----- PASSAGE TO READ -----
The United Nations Children’s Fund (UNICEF) has said that not less than 47 million Nigerians still indulge in open defecation in the country.
Bioye Ogunjobi, Water Sanitation And Hygiene (WASH) specialist of UNICEF, said this in Kano on Wednesday at the opening of a two-day media dialogue organised by the Ministry of Information and Culture in collaboration with UNICEF.
The dialogue which is entitled: “Clean Nigeria:use the toilet”, will be engaging and enlightening people on the implications of open defecation and WASH related issues.
“Forty-seven million people in Nigeria are still practising open defecation. And “Clean Nigeria: Use the Toilet’’, is a campaign by UNICEF to ensure that Nigeria is clean through the use of toilets,” he said.
He noted that out of the 47 million people, North-Central region has 53.9 per cent which constitute 15 million people making it the highest region practicing open defecation.
“However, this campaign is designed to address not only open defecation but also people with unimproved toilets,” Ogunjobi said.
Ogunjobi said the South-West has 28 per cent, North-East has 21.8 per cent, North-West 10.3 per cent, South-South 17.9 per cent, while South-East has 22.4 per cent.
He disclosed that only 64 per cent of Nigerians had access to basic drinking water services, 42 per cent had access to basic sanitation services, while only 20 per cent have fixed lace for hand washing with soap and water.
Ogunjobi also disclosed that only six per cent of Nigeria schools have basic gender sensitive WASH services, while five per cent of Nigerian health facilities have basic sensitive WASH services and only 12 per cent of markets and motor parks have basic WASH services.
“In Nigeria today, 11 per cent of Nigerians suffered diarrhoea in the past six weeks and 76 per cent are children under the age of five. And this diarrhoea is the second largest killer disease in Africa,” he said.
Ogunjobi said UNICEF was engaging the services of the media because they were key partners in the campaign.
He added that the people had to know the health implications of open defecation and that UNICEF had plans to put an end to open defecation by 2025.
-----
WHAT YOU ARE ASKED TO DO:
Could you revise the passage on open defecation in Nigeria, starting at "The United Nations" and stopping after "WASH related issues.", with "dialogue" changed to "workshop"?
----- EXCERPTED DATA -----
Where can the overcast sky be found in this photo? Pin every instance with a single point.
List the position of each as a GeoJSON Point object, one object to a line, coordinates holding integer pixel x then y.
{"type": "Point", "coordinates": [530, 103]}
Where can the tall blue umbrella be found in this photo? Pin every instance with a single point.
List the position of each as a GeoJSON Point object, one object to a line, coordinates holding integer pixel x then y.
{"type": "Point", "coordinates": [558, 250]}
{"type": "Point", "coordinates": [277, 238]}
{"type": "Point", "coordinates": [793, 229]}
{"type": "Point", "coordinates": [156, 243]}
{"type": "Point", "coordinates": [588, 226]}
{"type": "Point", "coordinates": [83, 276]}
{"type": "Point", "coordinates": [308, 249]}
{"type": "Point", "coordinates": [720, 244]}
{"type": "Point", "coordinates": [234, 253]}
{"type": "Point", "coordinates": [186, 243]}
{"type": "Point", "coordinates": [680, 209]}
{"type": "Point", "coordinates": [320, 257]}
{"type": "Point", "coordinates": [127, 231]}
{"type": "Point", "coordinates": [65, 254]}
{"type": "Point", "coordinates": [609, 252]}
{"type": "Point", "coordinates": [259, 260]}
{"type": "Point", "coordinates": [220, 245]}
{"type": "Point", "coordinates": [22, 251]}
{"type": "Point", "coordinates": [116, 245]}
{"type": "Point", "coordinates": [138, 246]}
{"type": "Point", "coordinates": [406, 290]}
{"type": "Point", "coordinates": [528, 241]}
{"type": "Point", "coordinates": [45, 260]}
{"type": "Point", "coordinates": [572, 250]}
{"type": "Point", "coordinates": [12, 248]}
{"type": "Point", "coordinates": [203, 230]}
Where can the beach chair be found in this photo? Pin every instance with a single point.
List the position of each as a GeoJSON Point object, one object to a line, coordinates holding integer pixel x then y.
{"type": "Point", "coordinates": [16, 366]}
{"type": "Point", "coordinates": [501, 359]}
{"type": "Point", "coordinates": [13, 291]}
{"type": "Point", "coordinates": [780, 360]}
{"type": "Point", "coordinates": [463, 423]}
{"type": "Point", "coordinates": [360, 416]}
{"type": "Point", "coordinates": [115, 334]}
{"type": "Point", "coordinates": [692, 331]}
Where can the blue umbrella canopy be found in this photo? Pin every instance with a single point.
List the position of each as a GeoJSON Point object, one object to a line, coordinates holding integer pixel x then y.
-----
SOLUTION FOR THIS TASK:
The United Nations Children’s Fund (UNICEF) has said that not less than 47 million Nigerians still indulge in open defecation in the country.
Bioye Ogunjobi, Water Sanitation And Hygiene (WASH) specialist of UNICEF, said this in Kano on Wednesday at the opening of a two-day media workshop organised by the Ministry of Information and Culture in collaboration with UNICEF.
The workshop which is entitled: “Clean Nigeria:use the toilet”, will be engaging and enlightening people on the implications of open defecation and WASH related issues.